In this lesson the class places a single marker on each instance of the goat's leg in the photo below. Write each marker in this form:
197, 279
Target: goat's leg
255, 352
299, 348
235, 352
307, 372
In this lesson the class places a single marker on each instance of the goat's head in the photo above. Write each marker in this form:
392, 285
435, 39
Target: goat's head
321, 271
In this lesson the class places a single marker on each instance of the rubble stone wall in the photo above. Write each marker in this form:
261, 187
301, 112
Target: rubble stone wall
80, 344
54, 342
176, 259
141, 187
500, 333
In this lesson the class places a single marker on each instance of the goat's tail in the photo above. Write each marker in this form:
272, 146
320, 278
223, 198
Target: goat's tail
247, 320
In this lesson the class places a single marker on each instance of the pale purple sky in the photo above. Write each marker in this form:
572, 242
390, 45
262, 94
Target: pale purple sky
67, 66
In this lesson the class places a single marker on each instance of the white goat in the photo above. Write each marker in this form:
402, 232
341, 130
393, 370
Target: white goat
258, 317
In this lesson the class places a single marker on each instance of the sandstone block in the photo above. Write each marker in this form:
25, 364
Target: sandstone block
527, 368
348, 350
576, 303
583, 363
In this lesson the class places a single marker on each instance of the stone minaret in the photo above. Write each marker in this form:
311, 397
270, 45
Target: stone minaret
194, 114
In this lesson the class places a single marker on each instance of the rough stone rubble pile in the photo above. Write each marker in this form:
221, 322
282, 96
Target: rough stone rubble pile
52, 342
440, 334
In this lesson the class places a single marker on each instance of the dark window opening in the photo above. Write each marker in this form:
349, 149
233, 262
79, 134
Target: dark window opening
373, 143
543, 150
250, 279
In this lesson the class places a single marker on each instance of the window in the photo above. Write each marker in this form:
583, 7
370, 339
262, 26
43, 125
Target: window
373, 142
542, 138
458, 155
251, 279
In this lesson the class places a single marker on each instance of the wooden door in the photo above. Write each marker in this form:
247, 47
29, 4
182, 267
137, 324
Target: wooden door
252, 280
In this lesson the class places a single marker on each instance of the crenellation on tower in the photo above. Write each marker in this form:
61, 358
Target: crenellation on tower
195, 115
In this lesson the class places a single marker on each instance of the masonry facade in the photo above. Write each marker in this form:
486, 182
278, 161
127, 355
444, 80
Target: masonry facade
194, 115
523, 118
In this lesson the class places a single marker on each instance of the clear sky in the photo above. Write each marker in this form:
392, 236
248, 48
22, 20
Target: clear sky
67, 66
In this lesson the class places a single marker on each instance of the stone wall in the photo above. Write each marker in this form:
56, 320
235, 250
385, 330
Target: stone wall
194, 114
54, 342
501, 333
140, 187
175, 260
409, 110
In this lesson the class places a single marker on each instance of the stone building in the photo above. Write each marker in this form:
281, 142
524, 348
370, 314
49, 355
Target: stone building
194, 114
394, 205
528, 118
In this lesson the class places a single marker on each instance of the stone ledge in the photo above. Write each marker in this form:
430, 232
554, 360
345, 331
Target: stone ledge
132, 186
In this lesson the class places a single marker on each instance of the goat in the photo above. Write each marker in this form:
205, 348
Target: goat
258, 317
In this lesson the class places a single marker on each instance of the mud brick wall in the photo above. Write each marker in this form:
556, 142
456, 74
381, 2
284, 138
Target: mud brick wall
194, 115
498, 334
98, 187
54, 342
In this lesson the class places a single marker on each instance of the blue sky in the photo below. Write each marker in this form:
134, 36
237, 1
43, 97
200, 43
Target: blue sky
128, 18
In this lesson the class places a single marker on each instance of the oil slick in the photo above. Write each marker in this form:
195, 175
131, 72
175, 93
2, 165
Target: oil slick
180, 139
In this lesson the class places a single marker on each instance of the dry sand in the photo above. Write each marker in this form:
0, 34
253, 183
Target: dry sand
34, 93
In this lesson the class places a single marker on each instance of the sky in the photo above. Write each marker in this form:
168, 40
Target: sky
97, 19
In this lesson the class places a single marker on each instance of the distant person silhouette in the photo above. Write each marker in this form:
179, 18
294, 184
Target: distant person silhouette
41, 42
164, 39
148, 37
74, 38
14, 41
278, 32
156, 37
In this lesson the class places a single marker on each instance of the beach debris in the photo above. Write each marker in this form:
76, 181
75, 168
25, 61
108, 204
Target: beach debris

☆ ☆ ☆ ☆ ☆

● **Your instructions**: Rewrite the lines from the one containing "of the beach" through the end of the records, inclusive, putting "shore debris" in place of "beach debris" and leaving everything else as it is.

● **Solution**:
In this lesson the class places a single marker on each instance of the shore debris in the photo above. Write each marker in this form:
76, 181
75, 168
25, 61
108, 204
Target: shore debris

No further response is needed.